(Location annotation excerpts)
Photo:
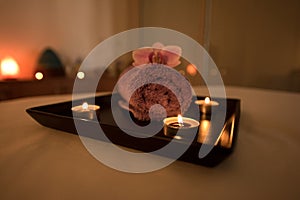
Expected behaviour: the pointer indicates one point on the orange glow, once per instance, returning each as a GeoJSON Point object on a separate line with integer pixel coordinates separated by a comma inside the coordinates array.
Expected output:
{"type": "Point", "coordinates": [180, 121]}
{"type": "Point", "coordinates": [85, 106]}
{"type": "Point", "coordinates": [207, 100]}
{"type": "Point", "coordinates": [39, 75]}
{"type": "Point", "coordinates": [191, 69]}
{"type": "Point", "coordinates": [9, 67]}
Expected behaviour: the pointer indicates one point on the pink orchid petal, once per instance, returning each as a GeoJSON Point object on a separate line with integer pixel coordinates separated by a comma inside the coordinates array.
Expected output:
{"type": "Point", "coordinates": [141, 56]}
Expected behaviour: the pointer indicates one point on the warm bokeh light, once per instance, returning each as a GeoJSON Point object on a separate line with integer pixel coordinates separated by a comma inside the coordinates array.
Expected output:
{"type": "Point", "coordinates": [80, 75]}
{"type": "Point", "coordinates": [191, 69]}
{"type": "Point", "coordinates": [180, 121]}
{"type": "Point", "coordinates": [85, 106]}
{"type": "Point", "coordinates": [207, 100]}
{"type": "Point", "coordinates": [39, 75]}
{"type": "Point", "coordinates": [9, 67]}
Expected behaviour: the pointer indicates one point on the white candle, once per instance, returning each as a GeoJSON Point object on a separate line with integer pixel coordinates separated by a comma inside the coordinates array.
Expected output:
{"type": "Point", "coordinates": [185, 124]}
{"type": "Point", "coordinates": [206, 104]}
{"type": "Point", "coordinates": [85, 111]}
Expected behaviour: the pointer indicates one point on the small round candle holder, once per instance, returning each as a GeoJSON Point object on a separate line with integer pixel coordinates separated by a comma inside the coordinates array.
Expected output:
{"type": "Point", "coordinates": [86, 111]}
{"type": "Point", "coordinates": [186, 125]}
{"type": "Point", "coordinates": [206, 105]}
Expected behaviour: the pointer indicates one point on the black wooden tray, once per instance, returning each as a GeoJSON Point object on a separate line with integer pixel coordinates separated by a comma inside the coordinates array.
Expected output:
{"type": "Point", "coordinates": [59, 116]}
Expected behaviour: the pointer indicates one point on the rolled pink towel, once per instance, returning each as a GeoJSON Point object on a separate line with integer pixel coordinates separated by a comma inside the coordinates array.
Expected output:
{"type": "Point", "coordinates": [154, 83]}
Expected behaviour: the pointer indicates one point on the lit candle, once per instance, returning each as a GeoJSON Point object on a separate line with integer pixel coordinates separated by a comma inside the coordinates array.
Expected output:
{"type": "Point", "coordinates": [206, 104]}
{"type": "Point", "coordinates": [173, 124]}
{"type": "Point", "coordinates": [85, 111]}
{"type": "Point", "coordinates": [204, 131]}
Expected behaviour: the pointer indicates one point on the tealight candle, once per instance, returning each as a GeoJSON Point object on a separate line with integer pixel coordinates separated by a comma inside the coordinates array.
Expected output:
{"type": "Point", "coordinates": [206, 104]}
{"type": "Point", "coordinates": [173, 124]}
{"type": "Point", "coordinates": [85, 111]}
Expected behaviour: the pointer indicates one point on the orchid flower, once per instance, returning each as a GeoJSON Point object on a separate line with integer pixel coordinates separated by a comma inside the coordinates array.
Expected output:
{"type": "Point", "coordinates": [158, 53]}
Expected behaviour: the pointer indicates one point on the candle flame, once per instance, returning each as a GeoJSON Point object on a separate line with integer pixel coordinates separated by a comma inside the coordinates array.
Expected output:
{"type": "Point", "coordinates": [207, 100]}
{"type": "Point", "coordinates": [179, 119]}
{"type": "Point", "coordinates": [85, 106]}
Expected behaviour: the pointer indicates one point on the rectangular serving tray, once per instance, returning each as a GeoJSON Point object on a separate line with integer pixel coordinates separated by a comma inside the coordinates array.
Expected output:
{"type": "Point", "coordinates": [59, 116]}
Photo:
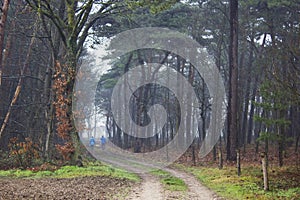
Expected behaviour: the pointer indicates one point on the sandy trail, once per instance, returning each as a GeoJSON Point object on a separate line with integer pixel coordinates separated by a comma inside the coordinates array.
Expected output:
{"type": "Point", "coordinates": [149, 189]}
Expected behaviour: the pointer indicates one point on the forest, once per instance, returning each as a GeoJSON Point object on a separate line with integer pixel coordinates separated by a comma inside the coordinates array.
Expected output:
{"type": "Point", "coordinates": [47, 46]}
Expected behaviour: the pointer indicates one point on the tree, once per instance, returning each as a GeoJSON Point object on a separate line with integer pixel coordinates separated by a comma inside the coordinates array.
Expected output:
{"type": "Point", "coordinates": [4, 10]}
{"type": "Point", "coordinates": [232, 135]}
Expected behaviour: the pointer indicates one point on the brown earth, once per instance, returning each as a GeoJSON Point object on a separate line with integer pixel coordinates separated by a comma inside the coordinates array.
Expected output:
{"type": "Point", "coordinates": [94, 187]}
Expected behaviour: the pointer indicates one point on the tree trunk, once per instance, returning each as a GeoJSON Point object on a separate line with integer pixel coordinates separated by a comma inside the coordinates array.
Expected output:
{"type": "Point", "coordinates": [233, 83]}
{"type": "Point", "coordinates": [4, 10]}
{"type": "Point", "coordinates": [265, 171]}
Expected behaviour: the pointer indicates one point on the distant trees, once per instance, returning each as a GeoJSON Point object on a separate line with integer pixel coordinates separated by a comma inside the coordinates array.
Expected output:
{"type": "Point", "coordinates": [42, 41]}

--

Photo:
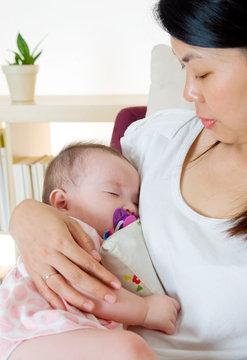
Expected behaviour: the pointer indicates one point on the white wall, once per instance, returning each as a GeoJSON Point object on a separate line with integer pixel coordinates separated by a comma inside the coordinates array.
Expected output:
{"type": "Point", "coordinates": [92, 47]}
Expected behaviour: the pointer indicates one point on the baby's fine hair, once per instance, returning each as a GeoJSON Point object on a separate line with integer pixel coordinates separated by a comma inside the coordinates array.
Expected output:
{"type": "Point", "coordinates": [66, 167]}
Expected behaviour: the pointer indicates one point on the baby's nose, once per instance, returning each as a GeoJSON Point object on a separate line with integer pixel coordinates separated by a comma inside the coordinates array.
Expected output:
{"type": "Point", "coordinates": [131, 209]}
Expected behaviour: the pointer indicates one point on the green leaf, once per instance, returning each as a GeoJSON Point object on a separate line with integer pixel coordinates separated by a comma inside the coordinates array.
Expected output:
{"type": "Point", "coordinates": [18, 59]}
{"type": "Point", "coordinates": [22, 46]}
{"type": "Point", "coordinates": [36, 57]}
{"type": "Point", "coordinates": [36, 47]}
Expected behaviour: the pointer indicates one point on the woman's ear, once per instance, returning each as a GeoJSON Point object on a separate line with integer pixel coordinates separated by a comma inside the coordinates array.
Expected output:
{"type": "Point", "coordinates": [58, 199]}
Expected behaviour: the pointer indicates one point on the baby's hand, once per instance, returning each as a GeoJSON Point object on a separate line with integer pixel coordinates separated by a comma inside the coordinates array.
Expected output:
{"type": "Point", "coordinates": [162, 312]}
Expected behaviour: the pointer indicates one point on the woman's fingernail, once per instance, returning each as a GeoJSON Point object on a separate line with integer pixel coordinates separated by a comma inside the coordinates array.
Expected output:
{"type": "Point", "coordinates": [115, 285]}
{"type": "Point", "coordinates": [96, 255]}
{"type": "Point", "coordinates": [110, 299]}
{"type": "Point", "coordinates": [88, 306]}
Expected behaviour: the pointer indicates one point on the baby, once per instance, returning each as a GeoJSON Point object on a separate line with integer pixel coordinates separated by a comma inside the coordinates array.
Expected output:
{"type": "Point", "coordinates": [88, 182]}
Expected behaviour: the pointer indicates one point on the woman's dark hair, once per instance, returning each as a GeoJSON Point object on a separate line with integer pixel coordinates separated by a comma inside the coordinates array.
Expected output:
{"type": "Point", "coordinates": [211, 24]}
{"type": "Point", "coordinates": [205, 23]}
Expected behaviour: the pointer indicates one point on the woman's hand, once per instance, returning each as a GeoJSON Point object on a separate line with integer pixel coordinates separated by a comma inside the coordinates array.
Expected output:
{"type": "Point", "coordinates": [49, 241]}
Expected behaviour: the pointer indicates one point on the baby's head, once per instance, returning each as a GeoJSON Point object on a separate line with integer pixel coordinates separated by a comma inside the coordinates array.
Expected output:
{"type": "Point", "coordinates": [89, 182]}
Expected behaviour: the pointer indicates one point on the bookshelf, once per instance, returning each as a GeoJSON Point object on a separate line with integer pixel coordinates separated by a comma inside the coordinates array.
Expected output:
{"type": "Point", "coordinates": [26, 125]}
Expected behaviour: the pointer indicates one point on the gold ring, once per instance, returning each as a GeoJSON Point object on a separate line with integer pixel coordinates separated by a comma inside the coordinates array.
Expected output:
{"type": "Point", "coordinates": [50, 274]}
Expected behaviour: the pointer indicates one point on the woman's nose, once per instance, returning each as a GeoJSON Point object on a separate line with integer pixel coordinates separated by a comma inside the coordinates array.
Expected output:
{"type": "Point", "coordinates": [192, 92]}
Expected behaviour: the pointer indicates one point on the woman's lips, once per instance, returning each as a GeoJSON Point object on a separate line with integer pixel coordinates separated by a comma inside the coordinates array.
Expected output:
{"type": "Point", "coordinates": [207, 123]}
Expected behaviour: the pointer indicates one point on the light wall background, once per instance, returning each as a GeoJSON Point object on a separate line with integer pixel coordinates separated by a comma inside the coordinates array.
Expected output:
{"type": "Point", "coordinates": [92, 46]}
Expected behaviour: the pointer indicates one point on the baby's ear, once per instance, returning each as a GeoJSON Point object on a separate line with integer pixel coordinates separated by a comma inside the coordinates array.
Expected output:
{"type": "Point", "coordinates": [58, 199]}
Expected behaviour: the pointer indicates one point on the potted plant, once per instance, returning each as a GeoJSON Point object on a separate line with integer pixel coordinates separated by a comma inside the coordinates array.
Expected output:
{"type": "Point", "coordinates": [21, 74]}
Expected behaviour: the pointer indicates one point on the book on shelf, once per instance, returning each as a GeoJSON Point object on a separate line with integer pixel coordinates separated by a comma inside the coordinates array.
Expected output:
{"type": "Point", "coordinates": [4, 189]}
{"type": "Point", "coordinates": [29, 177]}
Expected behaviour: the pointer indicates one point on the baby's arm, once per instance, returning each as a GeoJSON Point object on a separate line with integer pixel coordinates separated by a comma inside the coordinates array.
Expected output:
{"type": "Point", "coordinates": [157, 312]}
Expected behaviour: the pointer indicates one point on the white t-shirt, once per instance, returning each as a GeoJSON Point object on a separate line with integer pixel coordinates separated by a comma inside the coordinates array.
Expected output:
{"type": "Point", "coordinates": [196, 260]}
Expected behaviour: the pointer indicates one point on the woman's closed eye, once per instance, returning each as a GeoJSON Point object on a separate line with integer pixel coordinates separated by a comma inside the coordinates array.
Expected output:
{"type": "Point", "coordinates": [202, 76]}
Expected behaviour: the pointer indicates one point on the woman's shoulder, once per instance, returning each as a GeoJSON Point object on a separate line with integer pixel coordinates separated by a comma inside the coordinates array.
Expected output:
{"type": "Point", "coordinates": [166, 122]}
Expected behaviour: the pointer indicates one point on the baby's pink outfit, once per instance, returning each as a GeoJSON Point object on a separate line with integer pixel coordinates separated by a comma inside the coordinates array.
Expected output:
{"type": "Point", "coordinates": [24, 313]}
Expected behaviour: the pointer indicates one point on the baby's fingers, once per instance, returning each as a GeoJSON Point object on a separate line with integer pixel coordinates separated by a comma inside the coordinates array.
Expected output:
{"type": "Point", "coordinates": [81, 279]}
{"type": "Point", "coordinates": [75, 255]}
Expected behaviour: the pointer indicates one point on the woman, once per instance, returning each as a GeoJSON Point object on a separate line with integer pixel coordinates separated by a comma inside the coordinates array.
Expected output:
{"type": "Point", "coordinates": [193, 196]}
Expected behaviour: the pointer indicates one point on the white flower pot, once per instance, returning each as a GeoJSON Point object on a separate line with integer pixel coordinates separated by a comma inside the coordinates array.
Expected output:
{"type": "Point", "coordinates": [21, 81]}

...

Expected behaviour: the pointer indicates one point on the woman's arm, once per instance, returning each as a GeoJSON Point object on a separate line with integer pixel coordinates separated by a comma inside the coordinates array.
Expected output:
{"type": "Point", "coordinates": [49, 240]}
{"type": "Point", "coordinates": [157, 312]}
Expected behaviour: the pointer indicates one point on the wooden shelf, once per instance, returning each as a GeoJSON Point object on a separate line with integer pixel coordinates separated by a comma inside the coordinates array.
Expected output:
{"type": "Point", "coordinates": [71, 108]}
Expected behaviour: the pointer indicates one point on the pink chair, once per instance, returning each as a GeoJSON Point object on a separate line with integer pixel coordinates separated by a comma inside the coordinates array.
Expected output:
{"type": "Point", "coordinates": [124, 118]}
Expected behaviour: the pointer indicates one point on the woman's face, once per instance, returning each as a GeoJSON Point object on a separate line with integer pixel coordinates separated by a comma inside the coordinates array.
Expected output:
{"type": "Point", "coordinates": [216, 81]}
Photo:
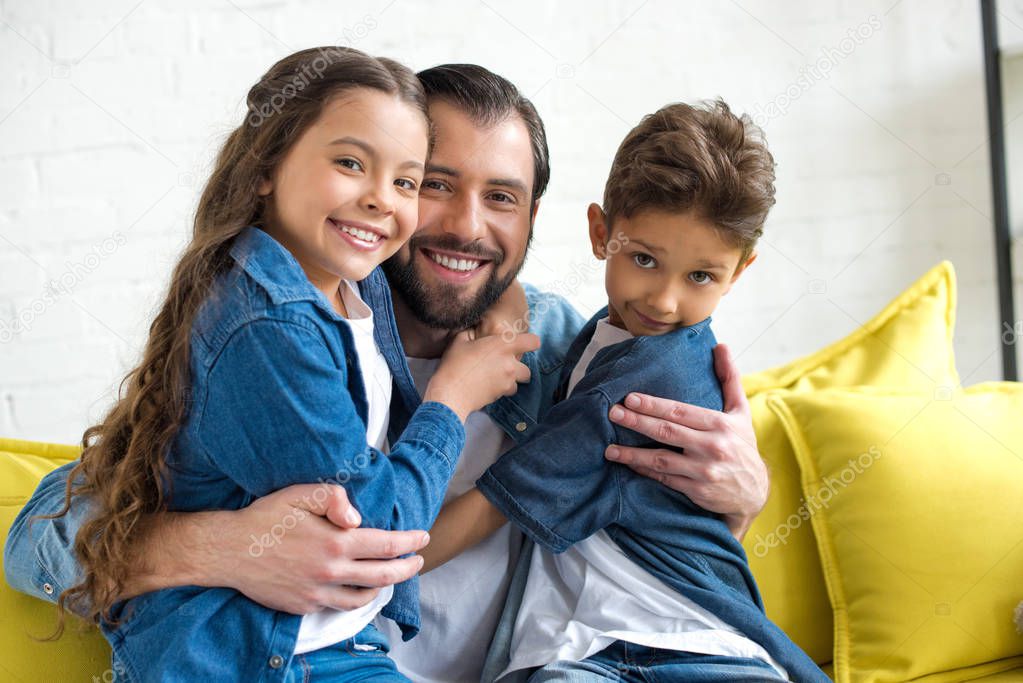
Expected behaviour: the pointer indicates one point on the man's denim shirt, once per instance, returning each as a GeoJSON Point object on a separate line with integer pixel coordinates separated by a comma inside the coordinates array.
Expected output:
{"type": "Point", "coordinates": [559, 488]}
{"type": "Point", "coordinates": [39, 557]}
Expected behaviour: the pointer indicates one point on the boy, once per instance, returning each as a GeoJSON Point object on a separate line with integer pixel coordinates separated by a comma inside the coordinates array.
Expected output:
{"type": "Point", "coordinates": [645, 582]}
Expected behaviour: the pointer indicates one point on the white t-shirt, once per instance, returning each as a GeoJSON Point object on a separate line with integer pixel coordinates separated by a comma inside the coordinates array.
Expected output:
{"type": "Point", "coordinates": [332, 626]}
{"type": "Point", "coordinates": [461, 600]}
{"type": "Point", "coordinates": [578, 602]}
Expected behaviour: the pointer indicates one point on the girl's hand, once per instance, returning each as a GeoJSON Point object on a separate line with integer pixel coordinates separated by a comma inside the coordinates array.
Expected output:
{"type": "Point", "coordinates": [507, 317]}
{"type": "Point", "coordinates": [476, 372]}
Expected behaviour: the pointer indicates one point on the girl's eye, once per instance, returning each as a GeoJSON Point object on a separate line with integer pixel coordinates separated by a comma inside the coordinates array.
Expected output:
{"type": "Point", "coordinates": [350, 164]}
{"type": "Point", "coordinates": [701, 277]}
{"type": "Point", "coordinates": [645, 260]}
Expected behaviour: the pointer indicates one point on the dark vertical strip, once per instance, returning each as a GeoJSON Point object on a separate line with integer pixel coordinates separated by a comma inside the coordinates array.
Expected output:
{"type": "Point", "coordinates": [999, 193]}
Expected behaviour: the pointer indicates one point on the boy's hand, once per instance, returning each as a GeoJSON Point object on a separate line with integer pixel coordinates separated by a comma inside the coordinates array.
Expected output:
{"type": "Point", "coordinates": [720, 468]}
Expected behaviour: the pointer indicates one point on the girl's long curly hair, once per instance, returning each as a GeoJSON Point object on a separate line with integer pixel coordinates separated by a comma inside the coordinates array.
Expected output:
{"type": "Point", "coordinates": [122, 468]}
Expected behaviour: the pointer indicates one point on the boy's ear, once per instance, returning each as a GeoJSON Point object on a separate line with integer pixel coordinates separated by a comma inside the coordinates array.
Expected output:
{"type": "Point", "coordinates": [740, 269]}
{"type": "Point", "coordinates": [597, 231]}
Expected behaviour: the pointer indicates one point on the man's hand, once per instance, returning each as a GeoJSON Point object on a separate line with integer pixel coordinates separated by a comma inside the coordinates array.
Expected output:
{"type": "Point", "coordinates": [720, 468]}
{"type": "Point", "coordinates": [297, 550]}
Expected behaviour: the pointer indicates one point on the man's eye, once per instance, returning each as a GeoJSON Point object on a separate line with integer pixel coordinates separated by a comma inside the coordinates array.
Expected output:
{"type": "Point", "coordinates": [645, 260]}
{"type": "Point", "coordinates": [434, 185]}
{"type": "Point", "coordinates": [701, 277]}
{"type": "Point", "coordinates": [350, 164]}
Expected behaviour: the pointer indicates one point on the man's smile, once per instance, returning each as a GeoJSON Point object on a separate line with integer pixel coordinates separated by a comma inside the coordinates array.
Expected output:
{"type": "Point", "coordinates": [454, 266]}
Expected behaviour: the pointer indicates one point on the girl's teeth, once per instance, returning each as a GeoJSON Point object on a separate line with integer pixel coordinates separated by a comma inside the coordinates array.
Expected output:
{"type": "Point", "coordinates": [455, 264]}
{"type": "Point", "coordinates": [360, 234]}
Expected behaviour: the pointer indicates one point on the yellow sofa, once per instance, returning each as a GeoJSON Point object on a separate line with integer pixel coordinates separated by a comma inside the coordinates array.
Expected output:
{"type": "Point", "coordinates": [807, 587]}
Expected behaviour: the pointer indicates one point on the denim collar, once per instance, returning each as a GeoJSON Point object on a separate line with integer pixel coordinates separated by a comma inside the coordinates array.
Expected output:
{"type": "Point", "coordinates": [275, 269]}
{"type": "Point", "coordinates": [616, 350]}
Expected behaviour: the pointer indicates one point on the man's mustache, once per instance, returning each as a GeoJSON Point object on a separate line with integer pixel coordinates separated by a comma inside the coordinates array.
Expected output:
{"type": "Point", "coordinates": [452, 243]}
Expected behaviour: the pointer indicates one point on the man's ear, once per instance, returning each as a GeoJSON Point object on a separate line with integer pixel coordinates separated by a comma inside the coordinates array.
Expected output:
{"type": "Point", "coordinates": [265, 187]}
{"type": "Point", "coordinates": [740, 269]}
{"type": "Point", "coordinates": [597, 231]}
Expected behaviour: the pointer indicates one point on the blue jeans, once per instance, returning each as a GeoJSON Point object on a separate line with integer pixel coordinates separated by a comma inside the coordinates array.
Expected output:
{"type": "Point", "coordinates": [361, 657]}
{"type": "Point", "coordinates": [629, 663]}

▶ [Instructions for the task] Count the lines above that contain the word "wall" and give only that number.

▶ [Answer to the task] 2